EXTRACT PROVIDED:
════════════════════

And one last feature—or two last features—I wanted to mention is observability and interrupt capabilities. So, modern applications can be quite complex, and it's often the case that multiple libraries or runtimes might be used by a single application, and one application or one library might want to manage memory allocated by a different library or different runtime. And to do that, it often needs some information about this memory: where it comes from, and what are its properties. So, UMF can help here by aggregating data about all allocations, and it can answer questions based on a pointer, and it can, for example, tell whether that memory comes from GPU or from operating system. If it's coming from the operating system, it can tell which NUMA node it's bound to, for example, if it was allocated in that way. One other feature is also abstracting the memory sharing operations. So, if you want to share memory between different processes, this will depend on what kind of memory you want to share and what operating system you are using. So, UMF abstracts that away by creating a single API that will work for both regular memory and GPU memory. All of this is implemented underneath, and you only get a single unified interface that uses IPC handles that you can use to basically share memory from one process to another. This is, for example, used by Intel MPI as well, or this is worked on.

So, current status for UMF is that we are releasing this as an internal component of oneAPI 2025. It is used by several projects at Intel. One of them is the unified runtime, where it is used for managing GPU memory, so USM memory pooling. Unified runtime is a component that is underneath SQL, and other projects that are also working on integrating UMF include Intel MPI, oneCCL, libiomp, and CAL. The UMF project is entirely open-sourced, and you can find the GitHub repo on the next slide. So, I will go there.

And to sum up, UMF is a framework that unifies interfaces to work with different memory hierarchies. It improves efficiency by code and technology reuse. It provides a set of building blocks to adapt to particular needs; it can handle interrupts between different runtimes by aggregating data about all the allocations. And my call to action would be: if you are working on heterogeneous memory systems, whether it's a system with CXL or a system with GPU memory, try out UMF. It might also be helpful when building a custom memory allocator due to its pluggable nature for heap managers and memory pools. And on the links below, you can find some more information. The first link is to the documentation, and the second link is to the GitHub repository where all the development of UMF happens. And that will be all.

Awesome, Igor. Thank you.

════════════════════

SUPPLIED INFORMATION:
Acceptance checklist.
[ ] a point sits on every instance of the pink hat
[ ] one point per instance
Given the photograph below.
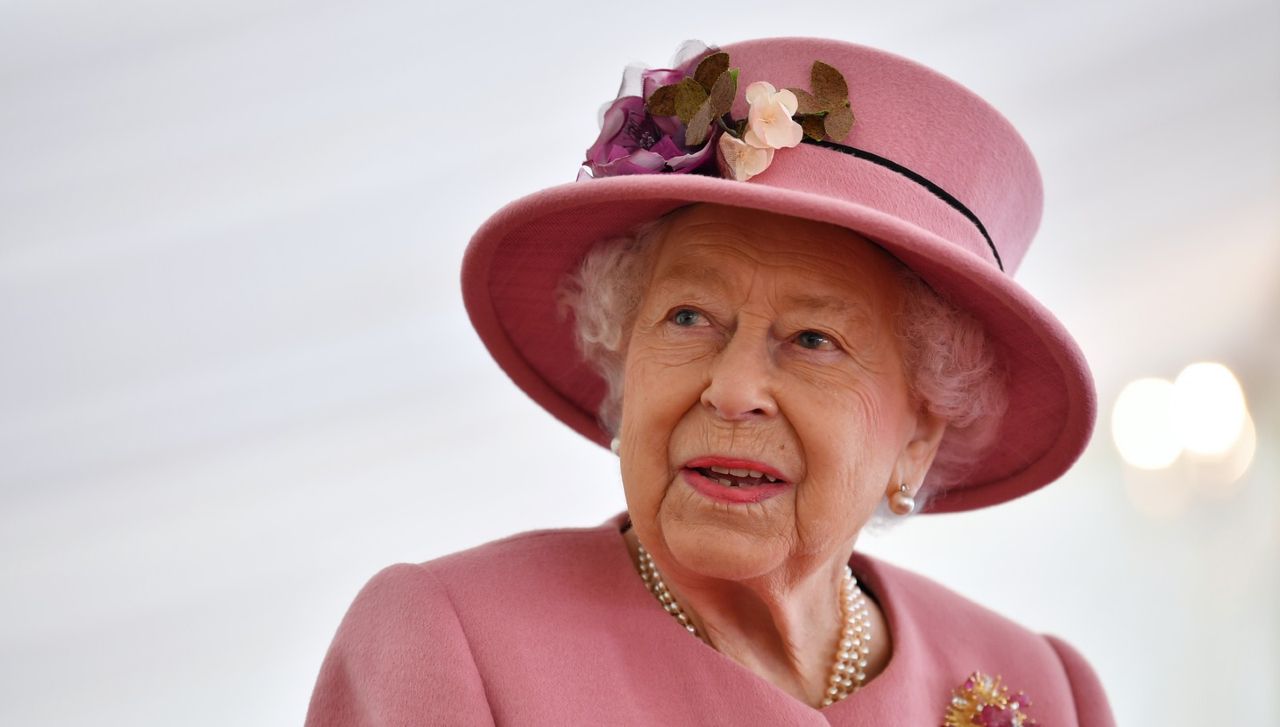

════════════════════

SET EXERCISE: Revise the stretch of the UMF talk from "And to sum up, UMF" through "will be all.", changing "heterogeneous memory systems" to "tiered memory systems". This data comes from a separate source, unrelated to the UMF talk.

FINAL RESULT:
And to sum up, UMF is a framework that unifies interfaces to work with different memory hierarchies. It improves efficiency by code and technology reuse. It provides a set of building blocks to adapt to particular needs; it can handle interrupts between different runtimes by aggregating data about all the allocations. And my call to action would be: if you are working on tiered memory systems, whether it's a system with CXL or a system with GPU memory, try out UMF. It might also be helpful when building a custom memory allocator due to its pluggable nature for heap managers and memory pools. And on the links below, you can find some more information. The first link is to the documentation, and the second link is to the GitHub repository where all the development of UMF happens. And that will be all.